WHAT TO PRODUCE —
Turn every line of the listing below into a numbered list, leaving out blank lines and the pictures.

DATA FOR THIS TASK —
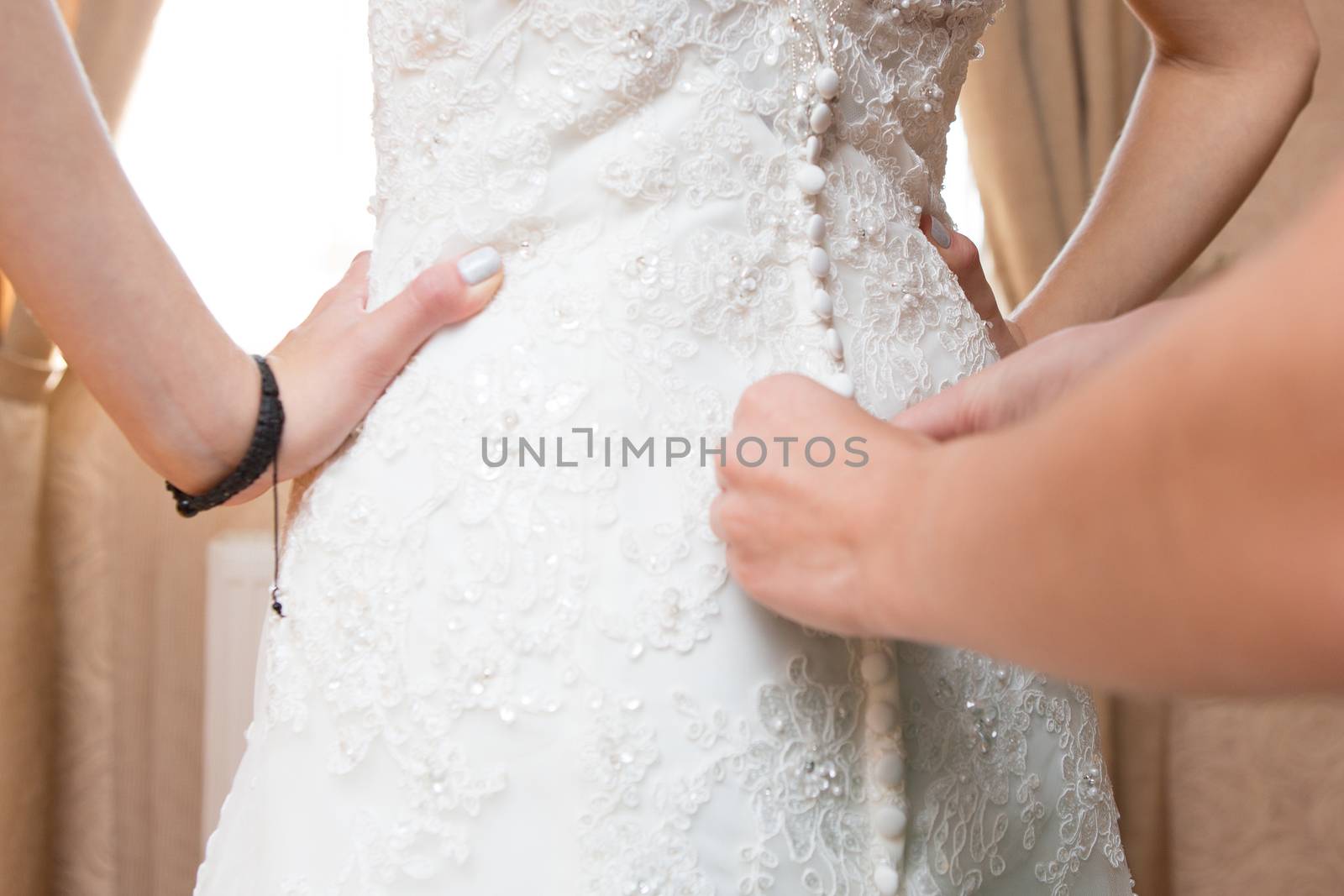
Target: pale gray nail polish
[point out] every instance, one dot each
(940, 233)
(479, 265)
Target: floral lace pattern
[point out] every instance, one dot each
(537, 676)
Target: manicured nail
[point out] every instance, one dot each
(479, 265)
(940, 233)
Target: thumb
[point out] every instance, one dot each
(945, 416)
(447, 293)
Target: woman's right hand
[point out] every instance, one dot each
(1019, 385)
(333, 365)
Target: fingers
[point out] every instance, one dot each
(447, 293)
(963, 258)
(942, 417)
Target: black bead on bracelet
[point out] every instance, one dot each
(261, 453)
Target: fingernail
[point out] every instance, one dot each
(479, 265)
(940, 233)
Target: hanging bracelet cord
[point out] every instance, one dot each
(261, 453)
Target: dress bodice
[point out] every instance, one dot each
(539, 678)
(497, 120)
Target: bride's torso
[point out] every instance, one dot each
(638, 159)
(539, 679)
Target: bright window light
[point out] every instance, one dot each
(248, 136)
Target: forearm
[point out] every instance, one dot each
(93, 269)
(1218, 100)
(1175, 523)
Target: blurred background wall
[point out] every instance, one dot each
(1216, 795)
(102, 600)
(129, 637)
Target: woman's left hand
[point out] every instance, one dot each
(963, 257)
(822, 542)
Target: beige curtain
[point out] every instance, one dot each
(102, 598)
(1216, 795)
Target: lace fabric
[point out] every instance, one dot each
(504, 679)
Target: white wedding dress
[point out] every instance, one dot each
(523, 680)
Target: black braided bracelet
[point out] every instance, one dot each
(265, 445)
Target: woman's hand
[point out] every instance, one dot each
(812, 531)
(963, 257)
(333, 365)
(1032, 379)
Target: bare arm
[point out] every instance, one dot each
(1173, 521)
(93, 269)
(1225, 83)
(1178, 520)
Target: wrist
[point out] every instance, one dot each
(916, 537)
(219, 429)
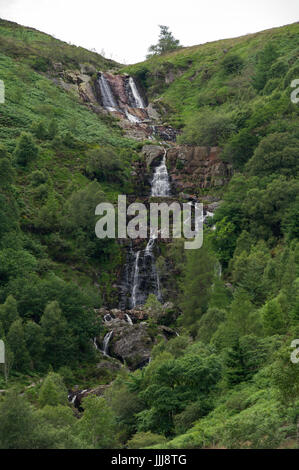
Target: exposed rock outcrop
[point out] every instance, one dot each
(192, 168)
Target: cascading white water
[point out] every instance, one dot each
(129, 319)
(138, 100)
(160, 182)
(106, 343)
(149, 252)
(132, 118)
(107, 318)
(135, 280)
(107, 96)
(95, 343)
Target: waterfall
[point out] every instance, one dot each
(107, 96)
(160, 182)
(137, 98)
(95, 343)
(140, 276)
(135, 280)
(106, 343)
(132, 118)
(107, 318)
(149, 252)
(129, 319)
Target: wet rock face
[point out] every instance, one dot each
(197, 167)
(131, 343)
(153, 154)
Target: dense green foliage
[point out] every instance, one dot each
(166, 43)
(227, 379)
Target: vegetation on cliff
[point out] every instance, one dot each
(227, 380)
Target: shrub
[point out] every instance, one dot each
(26, 150)
(232, 64)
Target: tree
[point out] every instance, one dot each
(35, 343)
(166, 43)
(17, 425)
(8, 312)
(97, 427)
(142, 440)
(105, 165)
(58, 342)
(235, 367)
(276, 153)
(273, 317)
(53, 392)
(17, 343)
(26, 150)
(198, 275)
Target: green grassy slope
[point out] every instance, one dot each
(200, 82)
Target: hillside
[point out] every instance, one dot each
(142, 344)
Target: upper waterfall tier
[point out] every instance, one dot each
(160, 182)
(120, 93)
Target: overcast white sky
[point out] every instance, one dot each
(124, 29)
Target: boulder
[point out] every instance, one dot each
(132, 344)
(152, 153)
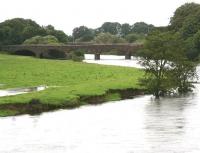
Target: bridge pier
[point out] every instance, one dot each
(128, 56)
(97, 56)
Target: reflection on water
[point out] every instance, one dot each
(139, 125)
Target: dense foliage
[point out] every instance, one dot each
(42, 40)
(169, 53)
(141, 29)
(16, 31)
(186, 21)
(107, 38)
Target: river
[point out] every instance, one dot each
(139, 125)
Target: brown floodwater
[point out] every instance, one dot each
(139, 125)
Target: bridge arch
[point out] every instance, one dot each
(24, 52)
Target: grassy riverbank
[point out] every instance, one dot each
(68, 82)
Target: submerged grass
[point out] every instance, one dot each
(67, 80)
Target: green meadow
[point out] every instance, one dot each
(67, 81)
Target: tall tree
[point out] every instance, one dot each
(125, 29)
(113, 28)
(142, 28)
(83, 34)
(166, 64)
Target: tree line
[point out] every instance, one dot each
(19, 30)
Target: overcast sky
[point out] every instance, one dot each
(67, 14)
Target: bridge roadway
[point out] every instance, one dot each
(63, 51)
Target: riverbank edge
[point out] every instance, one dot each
(36, 107)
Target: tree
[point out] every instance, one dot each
(125, 29)
(42, 40)
(17, 30)
(60, 35)
(83, 34)
(166, 64)
(186, 21)
(142, 28)
(183, 13)
(133, 37)
(107, 38)
(14, 31)
(113, 28)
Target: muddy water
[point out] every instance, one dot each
(139, 125)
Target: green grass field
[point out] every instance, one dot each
(67, 80)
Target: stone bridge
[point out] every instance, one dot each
(63, 51)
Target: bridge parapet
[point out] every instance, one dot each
(97, 49)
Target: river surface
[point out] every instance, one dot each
(139, 125)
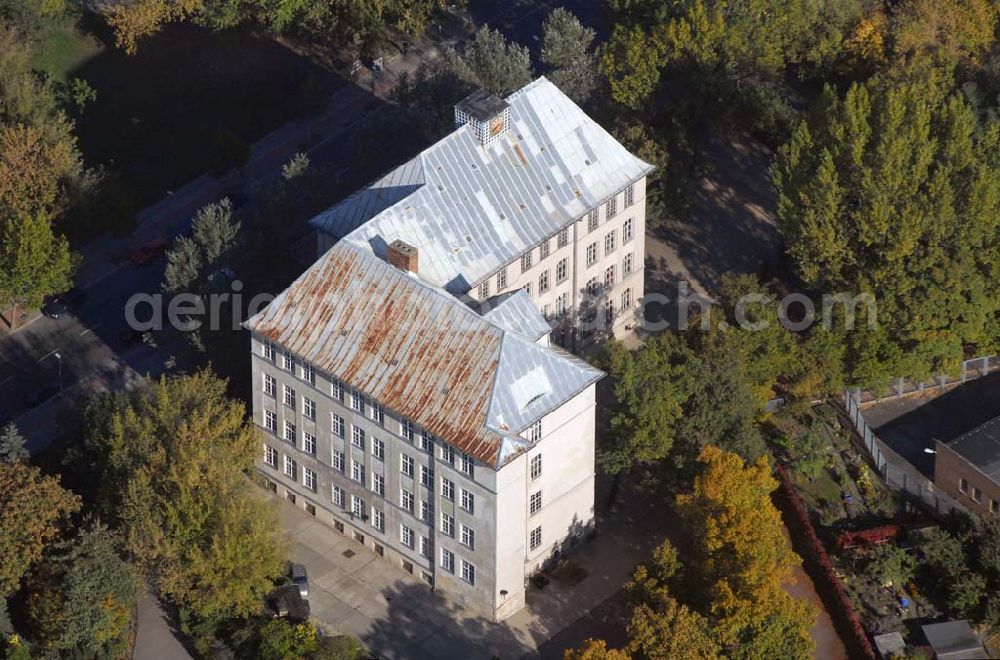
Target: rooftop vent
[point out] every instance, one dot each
(403, 256)
(487, 114)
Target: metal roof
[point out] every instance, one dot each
(421, 352)
(981, 447)
(515, 312)
(470, 209)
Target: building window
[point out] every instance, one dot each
(535, 504)
(406, 536)
(337, 425)
(468, 572)
(561, 270)
(468, 537)
(543, 282)
(308, 373)
(378, 414)
(536, 538)
(468, 501)
(427, 441)
(358, 437)
(447, 525)
(626, 300)
(448, 560)
(536, 466)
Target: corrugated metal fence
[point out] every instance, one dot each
(897, 472)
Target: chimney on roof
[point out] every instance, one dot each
(487, 114)
(404, 256)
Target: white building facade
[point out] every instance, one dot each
(458, 446)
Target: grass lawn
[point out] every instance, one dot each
(160, 113)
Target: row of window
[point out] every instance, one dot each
(976, 494)
(375, 412)
(562, 240)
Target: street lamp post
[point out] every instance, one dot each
(59, 360)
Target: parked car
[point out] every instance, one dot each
(58, 306)
(150, 252)
(301, 578)
(38, 397)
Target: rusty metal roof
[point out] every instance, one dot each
(420, 352)
(470, 208)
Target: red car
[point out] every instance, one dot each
(150, 252)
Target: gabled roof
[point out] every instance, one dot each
(516, 313)
(981, 447)
(470, 209)
(420, 352)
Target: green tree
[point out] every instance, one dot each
(491, 62)
(176, 455)
(567, 52)
(81, 597)
(34, 508)
(12, 444)
(894, 192)
(650, 386)
(34, 262)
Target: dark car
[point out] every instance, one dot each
(149, 252)
(38, 397)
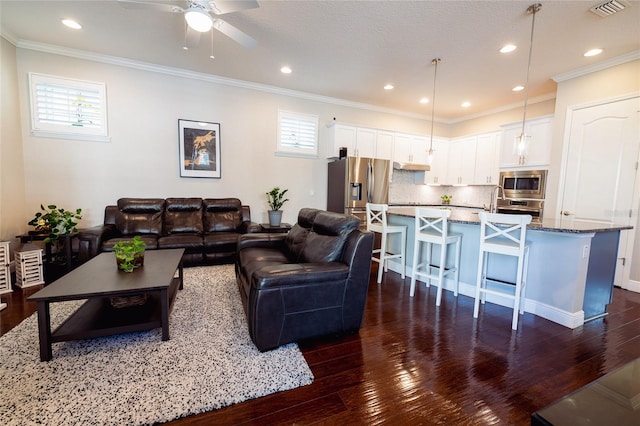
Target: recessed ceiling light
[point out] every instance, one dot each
(508, 48)
(72, 24)
(593, 52)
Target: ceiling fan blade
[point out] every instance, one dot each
(192, 37)
(234, 33)
(161, 6)
(220, 7)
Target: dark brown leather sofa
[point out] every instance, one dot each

CORRECT RESULT —
1. Target: pale gray nail polish
2. [point out] every instance, one dot each
3. (940, 233)
4. (479, 265)
5. Target: floral lace pattern
6. [point out] every instance, one dot each
7. (537, 676)
8. Target: manicured nail
9. [point out] every instance, one dot each
10. (479, 265)
11. (940, 233)
12. Target: thumb
13. [point out] every instance, one dot each
14. (945, 416)
15. (447, 293)
16. Target: woman's right hand
17. [point out] every instance, one dot each
18. (1019, 385)
19. (333, 365)
20. Target: fingers
21. [point out] every instance, one dot each
22. (447, 293)
23. (963, 258)
24. (942, 417)
25. Target: black bead on bracelet
26. [point out] every instance, one dot each
27. (261, 453)
28. Target: fingernail
29. [point out] every instance, one dot each
30. (479, 265)
31. (940, 233)
32. Target: hanging bracelet cord
33. [point out] every instance, one dot each
34. (261, 453)
35. Target: dress bodice
36. [point out] every instance, one dot each
37. (539, 678)
38. (497, 120)
39. Target: bride's torso
40. [point out] every instance, one dot each
41. (638, 159)
42. (539, 679)
43. Target: bright window light
44. [point out] every instance, one dot each
45. (248, 136)
46. Target: forearm
47. [point out] every instance, one dot each
48. (93, 269)
49. (1218, 100)
50. (1175, 523)
51. Target: blurred background wall
52. [point out] every instance, one dot each
53. (1216, 795)
54. (102, 600)
55. (129, 637)
56. Target: woman's left hand
57. [point out] every instance, one dot each
58. (963, 257)
59. (822, 542)
60. Target: beige curtain
61. [point out] every instance, one dot each
62. (102, 598)
63. (1216, 795)
64. Target: lace fabric
65. [point out] every instance, one dot each
66. (504, 679)
67. Target: white wedding dress
68. [point out] every instance, one dot each
69. (523, 680)
70. Target: black braided bracelet
71. [point out] every instance, one dot each
72. (265, 445)
73. Target: woman's hand
74. [point out] every instance, one dot each
75. (812, 531)
76. (963, 257)
77. (333, 365)
78. (1032, 379)
79. Target: bare arm
80. [point out] every instance, one dot each
81. (1173, 521)
82. (93, 269)
83. (1225, 83)
84. (1178, 520)
85. Target: wrist
86. [point out] every instance, one dot each
87. (916, 537)
88. (219, 429)
89. Target: exposed rock outcrop
90. [point out] every instance, one dot each
91. (192, 168)
92. Target: cascading white water
93. [point out] every instance, one dot each
94. (129, 319)
95. (138, 100)
96. (160, 182)
97. (106, 343)
98. (149, 252)
99. (132, 118)
100. (107, 318)
101. (135, 280)
102. (107, 96)
103. (95, 343)
104. Target: waterfall
105. [point out] every instance, one dot each
106. (107, 96)
107. (160, 182)
108. (137, 98)
109. (95, 343)
110. (140, 276)
111. (135, 280)
112. (106, 343)
113. (132, 118)
114. (107, 318)
115. (149, 252)
116. (129, 319)
117. Target: wet rock face
118. [point out] every instance, one dot each
119. (197, 167)
120. (131, 343)
121. (153, 154)
122. Target: dense green foliage
123. [point out] every instance, one dot each
124. (166, 43)
125. (227, 379)
126. Target: vegetation on cliff
127. [point out] every instance, one dot each
128. (227, 380)
129. Target: shrub
130. [point out] every instance, one dot each
131. (26, 150)
132. (232, 64)
133. Target: tree
134. [point out] every instance, one dot each
135. (35, 343)
136. (166, 43)
137. (17, 425)
138. (8, 312)
139. (97, 427)
140. (142, 440)
141. (105, 165)
142. (58, 342)
143. (235, 367)
144. (276, 153)
145. (273, 317)
146. (53, 392)
147. (17, 343)
148. (26, 150)
149. (198, 275)
150. Target: green grassy slope
151. [point out] every instance, one dot each
152. (200, 82)
153. Target: hillside
154. [point out] every instance, one dot each
155. (142, 344)
156. Target: upper waterfall tier
157. [point out] every instance, one dot each
158. (160, 182)
159. (120, 93)
160. Target: overcast white sky
161. [point out] every instance, one dot each
162. (124, 29)
163. Target: boulder
164. [point out] every instance, one dot each
165. (132, 344)
166. (152, 153)
167. Target: bridge pier
168. [point out] every instance, one dot each
169. (128, 56)
170. (97, 56)
171. Target: reflection on water
172. [point out] every instance, one dot each
173. (139, 125)
174. Target: dense foliage
175. [point out] every instance, one dot each
176. (42, 40)
177. (169, 53)
178. (141, 29)
179. (16, 31)
180. (186, 21)
181. (107, 38)
182. Target: river
183. [point out] every instance, one dot each
184. (139, 125)
185. Target: brown floodwater
186. [point out] every instance, one dot each
187. (139, 125)
188. Target: bridge arch
189. [point out] every instance, one dot each
190. (24, 52)
191. Target: grassy riverbank
192. [point out] every instance, one dot each
193. (68, 82)
194. Target: submerged grass
195. [point out] every instance, one dot each
196. (67, 80)
197. Target: green meadow
198. [point out] every instance, one dot each
199. (67, 81)
200. Target: tall tree
201. [point out] every instance, one dot each
202. (125, 29)
203. (113, 28)
204. (142, 28)
205. (83, 34)
206. (166, 64)
207. Target: tree line
208. [point out] every instance, one dot each
209. (19, 30)
210. Target: overcast sky
211. [point out] every instance, one dot each
212. (67, 14)
213. Target: bridge roadway
214. [point out] every instance, one dot each
215. (63, 51)
216. Target: riverbank edge
217. [point out] every instance, one dot each
218. (36, 107)
219. Target: tree
220. [point out] every instance, one dot each
221. (125, 29)
222. (42, 40)
223. (17, 30)
224. (60, 35)
225. (83, 34)
226. (166, 64)
227. (186, 21)
228. (142, 28)
229. (183, 13)
230. (133, 37)
231. (107, 38)
232. (14, 31)
233. (113, 28)
234. Target: muddy water
235. [point out] every instance, one dot each
236. (139, 125)
237. Target: green grass field
238. [point out] every instance, one dot each
239. (67, 80)
240. Target: stone bridge
241. [point out] every instance, one dot each
242. (63, 51)
243. Target: bridge parapet
244. [point out] every instance, one dot each
245. (97, 49)
246. Target: river surface
247. [point out] every instance, one dot each
248. (139, 125)
249. Target: rooftop vent
250. [point out] every instance, one dot each
251. (403, 256)
252. (487, 114)
253. Target: metal roof
254. [point out] every instance, one dot each
255. (421, 352)
256. (981, 447)
257. (515, 312)
258. (470, 209)
259. Target: building window
260. [point out] every instance, one dot each
261. (535, 504)
262. (406, 536)
263. (337, 425)
264. (468, 572)
265. (561, 270)
266. (468, 537)
267. (543, 282)
268. (308, 373)
269. (378, 414)
270. (536, 538)
271. (468, 501)
272. (427, 441)
273. (358, 437)
274. (447, 525)
275. (626, 300)
276. (448, 560)
277. (536, 466)
278. Target: corrugated metal fence
279. [point out] every instance, one dot each
280. (897, 472)
281. Target: chimney on roof
282. [point out] every instance, one dot each
283. (487, 114)
284. (404, 256)
285. Target: white building facade
286. [point out] every instance, one dot each
287. (458, 446)
288. Target: grass lawn
289. [point out] every instance, one dot each
290. (160, 113)
291. Target: row of window
292. [point out] every instance, one dot each
293. (976, 494)
294. (375, 412)
295. (562, 240)
296. Target: street lamp post
297. [point out] every instance, one dot each
298. (59, 360)
299. Target: parked car
300. [point out] every instance, one dot each
301. (58, 306)
302. (150, 252)
303. (301, 578)
304. (38, 397)
305. Target: rusty metal roof
306. [point out] every instance, one dot each
307. (420, 352)
308. (470, 208)
309. Target: red car
310. [point out] every instance, one dot each
311. (150, 252)
312. Target: gabled roof
313. [point out] every instance, one dot each
314. (516, 313)
315. (981, 447)
316. (470, 209)
317. (420, 352)
318. Target: green tree
319. [point out] every instance, one dot each
320. (491, 62)
321. (176, 455)
322. (567, 52)
323. (81, 597)
324. (34, 508)
325. (12, 444)
326. (894, 192)
327. (650, 386)
328. (34, 262)
329. Target: dark car
330. [point out] every instance, one dot each
331. (149, 252)
332. (38, 397)
333. Target: recessed ceiling light
334. [point out] every instance, one dot each
335. (508, 48)
336. (72, 24)
337. (593, 52)
338. Target: ceiling fan blade
339. [point out] every instance, one dot each
340. (192, 37)
341. (234, 33)
342. (161, 6)
343. (220, 7)
344. Target: dark brown leather sofa
345. [point out] every instance, one dot each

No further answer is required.